§ Problem set
1) In the file history post below, why did the poster set File History to skip the Games folder? Answer in one to three sentences.
2) Answer these questions about the file history post below:
(a) How big is the SSD that holds the operating system and programs?
(b) How often is File History set to run, and how many times has it actually backed up?
(c) Which folder on the D drive does get backed up?
3) Extend the file history post below, starting right after its last sentence.

# Solved: File history not working right



## Plywood (Aug 10, 2009)

Hi.

I'm having trouble getting my files to backup properly with Windows 8's file history feature. I have a 1TB external drive just for backups as well as a 1TB internal drive that used to run my OS but is now used as backup since upgrading my boot drive to an SSD.

I have a 128GB SSD with my OS and programs installed, and a 3TB internal drive for my games, videos, pictures and music. My 3TB (D) drive has two folders - D>Games and D>Media. Inside the Media folder there are three further folders, D>Media>Music, D>Media>Pictures and D>Media>Videos. I have set file history to ignore the Games folder because it's larger than my backup drive, plus they're all Steam games anyway so I can easily re-download those should I need to.

When I run file history to either the internal or external drive, however, it only backs up the C drive and D>Media>Music. It completely ignores D>Media>Pictures and D>Media>Videos. The only folder I have set it to ignore is D>Games. I have tried running file history to both the internal and external backup drives separately, as well as pooling them together as one storage space. It simply refuses to backup anything other than my music folder on my D drive and I can't figure out why. The total amount of data in the D>Media folder is 85.2GB, which is WELL short of the 1TB available on both my backup drives, so there shouldn't be any issue with the amount of space available.

I also have it set to backup every hour but it has only backed up once since I turned file history on.

I've tried looking everywhere for answers but I can't find anything anywhere. Any help getting this to work properly would be really appreciated.

§ Excerpted data
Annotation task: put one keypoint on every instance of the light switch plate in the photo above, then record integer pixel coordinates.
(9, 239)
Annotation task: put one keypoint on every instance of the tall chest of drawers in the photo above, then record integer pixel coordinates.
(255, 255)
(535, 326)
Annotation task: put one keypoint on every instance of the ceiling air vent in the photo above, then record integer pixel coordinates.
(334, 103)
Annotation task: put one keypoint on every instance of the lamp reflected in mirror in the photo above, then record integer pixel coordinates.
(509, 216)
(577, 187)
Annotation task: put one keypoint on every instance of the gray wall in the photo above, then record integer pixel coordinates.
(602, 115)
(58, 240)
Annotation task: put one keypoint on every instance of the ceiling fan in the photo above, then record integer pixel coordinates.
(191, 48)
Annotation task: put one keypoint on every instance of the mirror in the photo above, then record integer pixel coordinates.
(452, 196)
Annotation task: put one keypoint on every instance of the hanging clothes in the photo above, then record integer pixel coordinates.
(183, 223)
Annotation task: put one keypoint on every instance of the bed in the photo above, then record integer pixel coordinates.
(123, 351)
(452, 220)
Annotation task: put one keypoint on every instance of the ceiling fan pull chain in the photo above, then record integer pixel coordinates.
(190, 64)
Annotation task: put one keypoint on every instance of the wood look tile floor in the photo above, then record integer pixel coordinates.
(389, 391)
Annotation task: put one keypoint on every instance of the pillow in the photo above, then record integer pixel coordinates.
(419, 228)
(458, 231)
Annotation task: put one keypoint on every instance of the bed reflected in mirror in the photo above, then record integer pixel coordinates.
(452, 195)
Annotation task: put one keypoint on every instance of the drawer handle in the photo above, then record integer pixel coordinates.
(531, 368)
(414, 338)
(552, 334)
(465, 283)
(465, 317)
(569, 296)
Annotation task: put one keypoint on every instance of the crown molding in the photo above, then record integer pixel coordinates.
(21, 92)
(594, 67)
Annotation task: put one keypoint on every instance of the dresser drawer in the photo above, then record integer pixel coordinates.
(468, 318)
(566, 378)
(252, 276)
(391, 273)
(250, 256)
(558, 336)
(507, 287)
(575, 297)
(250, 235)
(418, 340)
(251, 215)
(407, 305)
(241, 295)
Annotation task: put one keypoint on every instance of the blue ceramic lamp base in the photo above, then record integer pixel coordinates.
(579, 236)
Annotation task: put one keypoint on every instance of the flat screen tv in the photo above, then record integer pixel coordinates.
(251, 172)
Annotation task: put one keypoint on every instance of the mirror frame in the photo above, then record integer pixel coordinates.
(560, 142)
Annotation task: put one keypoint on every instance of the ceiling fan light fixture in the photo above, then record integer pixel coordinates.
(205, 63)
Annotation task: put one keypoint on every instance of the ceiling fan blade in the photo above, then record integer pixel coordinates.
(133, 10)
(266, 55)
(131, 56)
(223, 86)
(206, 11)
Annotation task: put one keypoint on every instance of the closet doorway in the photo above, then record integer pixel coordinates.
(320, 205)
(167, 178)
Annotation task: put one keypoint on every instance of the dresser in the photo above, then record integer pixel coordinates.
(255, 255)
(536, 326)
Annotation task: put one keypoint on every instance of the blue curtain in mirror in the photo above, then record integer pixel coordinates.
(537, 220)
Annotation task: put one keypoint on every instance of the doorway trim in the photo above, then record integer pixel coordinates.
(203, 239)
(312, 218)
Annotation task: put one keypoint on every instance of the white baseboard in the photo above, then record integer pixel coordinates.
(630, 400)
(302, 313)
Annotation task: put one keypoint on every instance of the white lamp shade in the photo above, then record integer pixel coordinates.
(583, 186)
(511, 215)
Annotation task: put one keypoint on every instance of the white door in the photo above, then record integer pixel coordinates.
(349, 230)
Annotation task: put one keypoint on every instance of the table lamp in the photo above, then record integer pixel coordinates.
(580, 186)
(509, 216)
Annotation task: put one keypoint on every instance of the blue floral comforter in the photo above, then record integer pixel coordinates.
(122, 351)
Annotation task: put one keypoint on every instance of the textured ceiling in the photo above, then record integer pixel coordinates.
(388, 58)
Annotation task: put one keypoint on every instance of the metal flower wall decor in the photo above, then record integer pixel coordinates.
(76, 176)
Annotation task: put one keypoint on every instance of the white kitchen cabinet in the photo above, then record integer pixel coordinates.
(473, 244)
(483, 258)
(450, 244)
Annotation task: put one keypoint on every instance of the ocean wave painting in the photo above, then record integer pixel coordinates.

§ Exercise results
1) The Games folder is bigger than the backup drive. The poster also notes that all of the games are Steam games, so they can be downloaded again if needed.

2)
(a) 128GB.
(b) It is set to run every hour, but it has backed up only once since File History was turned on.
(c) D>Media>Music.

3)
Thanks!


----------



## Macboatmaster (Jan 15, 2010)

Hello

1. File history in its default mode will not backup to an internal drive - only to a network device or to an external drive
Before you start using File History to back up your files, you need to first select where your backups are saved. You can select an externally connected drive, such as a USB drive, or you can save to a drive on a network

2. Again in its default settings it will only backup certain files and folders
File History only backs up copies of files that are in the Documents, Music, Pictures, Videos and Desktop folders on your PC. If you have files or folders elsewhere that you want backed up, you can add them to one of these folders. 
*Note*


File History doesn't back up files on your PC that you have synced with SkyDrive, even if they're in folders that File History backs up.
3. Go to the folders on your disc lettered D
open the folder D Media
on each of the folders within that right click on it and click include in library then select which one or add a new one -
You can create a new library by clicking on "Create new library". The select folder is automatically added to the new library.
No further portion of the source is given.